[Aim of the exercise]
Copy the entries, beginning at the first line and stopping after the line that contains "point(723, 838)". Offset every coordinate in the answer points by -19, and leave the points in the lines beginning with "#" unchanged.

____ Material shown

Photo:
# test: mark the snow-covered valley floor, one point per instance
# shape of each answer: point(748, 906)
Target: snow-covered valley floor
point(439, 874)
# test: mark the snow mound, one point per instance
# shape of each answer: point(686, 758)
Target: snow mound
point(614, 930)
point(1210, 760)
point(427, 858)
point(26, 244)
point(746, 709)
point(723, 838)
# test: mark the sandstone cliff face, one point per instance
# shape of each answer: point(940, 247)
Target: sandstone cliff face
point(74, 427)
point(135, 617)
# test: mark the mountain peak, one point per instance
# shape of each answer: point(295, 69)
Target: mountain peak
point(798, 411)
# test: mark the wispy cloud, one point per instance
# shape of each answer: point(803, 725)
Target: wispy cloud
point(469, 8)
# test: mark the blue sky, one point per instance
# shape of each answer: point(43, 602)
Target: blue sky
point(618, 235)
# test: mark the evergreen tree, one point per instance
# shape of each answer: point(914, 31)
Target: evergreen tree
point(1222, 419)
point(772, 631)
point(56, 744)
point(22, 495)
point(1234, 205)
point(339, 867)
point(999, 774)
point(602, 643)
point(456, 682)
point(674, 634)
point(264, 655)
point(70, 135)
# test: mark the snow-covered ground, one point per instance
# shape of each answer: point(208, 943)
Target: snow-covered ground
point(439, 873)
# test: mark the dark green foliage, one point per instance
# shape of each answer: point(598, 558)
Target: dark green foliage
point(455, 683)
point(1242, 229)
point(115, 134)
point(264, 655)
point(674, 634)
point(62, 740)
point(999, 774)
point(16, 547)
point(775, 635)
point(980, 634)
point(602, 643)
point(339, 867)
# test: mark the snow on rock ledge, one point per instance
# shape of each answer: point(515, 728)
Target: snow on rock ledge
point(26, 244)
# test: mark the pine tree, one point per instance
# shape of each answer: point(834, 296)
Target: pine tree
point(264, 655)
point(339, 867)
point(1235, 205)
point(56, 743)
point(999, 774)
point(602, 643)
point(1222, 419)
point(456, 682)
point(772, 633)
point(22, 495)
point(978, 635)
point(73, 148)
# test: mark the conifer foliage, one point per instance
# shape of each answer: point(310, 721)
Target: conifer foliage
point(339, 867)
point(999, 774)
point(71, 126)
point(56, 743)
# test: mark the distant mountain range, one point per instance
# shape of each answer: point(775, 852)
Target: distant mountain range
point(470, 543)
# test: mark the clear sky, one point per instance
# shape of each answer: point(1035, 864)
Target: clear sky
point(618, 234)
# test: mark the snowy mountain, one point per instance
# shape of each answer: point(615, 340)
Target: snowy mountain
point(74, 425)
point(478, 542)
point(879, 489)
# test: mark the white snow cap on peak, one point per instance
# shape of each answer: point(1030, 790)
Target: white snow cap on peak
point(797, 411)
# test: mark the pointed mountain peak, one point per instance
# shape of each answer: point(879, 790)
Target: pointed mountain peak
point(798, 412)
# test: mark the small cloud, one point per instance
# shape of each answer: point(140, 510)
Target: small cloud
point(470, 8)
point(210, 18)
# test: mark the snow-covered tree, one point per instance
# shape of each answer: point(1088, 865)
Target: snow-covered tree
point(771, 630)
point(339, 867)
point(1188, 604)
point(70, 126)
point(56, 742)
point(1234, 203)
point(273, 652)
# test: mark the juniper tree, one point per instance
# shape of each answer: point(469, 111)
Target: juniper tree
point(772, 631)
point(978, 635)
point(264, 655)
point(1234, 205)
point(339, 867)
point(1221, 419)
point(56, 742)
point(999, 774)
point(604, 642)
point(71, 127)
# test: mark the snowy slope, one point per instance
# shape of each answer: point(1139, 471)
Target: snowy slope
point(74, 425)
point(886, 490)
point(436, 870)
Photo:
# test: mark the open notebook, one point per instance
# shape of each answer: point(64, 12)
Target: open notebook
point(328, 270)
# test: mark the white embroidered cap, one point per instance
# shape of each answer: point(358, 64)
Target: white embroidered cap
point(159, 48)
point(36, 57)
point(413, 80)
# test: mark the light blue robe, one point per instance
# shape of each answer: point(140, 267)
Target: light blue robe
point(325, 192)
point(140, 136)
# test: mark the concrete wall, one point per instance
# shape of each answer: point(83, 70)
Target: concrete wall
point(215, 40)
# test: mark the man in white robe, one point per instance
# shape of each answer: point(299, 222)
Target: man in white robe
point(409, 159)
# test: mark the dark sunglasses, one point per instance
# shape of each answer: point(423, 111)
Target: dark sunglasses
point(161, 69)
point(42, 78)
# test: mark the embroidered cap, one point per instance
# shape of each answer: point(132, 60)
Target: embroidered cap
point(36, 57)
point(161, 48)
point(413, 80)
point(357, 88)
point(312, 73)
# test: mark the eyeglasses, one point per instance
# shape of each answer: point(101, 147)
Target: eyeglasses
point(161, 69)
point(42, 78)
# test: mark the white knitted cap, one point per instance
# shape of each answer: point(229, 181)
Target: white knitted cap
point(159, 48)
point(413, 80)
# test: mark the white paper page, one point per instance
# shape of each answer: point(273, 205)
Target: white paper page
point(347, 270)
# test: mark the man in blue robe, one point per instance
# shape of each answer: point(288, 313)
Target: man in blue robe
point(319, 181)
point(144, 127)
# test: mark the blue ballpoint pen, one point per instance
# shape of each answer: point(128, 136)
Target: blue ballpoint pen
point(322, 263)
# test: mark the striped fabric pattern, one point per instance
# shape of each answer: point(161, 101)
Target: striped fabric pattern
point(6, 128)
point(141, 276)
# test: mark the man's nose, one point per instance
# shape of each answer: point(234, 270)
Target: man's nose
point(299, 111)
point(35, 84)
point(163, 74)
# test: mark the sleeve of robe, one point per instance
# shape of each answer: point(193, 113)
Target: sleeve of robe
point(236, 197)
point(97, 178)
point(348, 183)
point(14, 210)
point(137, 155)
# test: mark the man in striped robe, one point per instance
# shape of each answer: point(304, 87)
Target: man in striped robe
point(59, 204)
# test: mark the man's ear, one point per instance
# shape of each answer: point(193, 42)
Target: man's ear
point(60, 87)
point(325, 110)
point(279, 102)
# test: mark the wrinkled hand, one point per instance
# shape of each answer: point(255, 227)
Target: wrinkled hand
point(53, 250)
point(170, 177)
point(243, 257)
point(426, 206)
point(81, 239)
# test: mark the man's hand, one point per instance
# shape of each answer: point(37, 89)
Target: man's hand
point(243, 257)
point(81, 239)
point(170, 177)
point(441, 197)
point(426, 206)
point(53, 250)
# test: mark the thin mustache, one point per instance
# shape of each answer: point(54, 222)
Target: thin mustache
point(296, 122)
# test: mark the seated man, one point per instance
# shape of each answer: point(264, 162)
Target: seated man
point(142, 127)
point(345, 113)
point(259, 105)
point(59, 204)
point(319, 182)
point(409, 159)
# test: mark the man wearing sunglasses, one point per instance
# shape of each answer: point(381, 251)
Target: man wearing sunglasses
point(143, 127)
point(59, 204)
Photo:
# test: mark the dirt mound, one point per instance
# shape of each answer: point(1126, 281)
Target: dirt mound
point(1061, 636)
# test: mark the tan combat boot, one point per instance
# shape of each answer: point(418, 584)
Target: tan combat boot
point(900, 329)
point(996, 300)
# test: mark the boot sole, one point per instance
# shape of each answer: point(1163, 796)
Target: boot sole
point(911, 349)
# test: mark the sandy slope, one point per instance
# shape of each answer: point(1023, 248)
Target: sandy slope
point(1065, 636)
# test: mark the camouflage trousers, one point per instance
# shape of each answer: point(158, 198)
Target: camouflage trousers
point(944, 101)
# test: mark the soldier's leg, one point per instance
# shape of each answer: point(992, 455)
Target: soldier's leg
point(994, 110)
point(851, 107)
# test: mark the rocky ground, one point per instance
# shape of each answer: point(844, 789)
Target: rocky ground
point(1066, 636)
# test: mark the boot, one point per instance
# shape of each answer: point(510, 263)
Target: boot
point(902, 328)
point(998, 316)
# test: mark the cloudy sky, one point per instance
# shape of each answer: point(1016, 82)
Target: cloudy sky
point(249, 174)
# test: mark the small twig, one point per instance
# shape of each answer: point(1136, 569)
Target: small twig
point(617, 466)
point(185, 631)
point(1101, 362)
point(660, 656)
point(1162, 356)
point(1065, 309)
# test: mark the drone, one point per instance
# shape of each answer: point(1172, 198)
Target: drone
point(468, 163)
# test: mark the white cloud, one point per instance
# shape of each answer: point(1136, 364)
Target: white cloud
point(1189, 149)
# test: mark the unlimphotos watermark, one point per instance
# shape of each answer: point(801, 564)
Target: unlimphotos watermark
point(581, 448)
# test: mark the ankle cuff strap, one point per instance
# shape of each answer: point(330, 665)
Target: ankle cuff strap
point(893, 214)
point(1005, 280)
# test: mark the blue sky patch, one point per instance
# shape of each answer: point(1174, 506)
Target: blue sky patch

________

[Exercise response]
Photo:
# test: mark the snow-covered valley floor, one point per instance
# shape of each answer: point(748, 906)
Target: snow-covered valley floor
point(420, 855)
# test: mark the snow mound, one point per instance
# shape of each answer: point(686, 758)
Target: snow mound
point(595, 911)
point(1191, 741)
point(408, 839)
point(7, 225)
point(727, 690)
point(704, 819)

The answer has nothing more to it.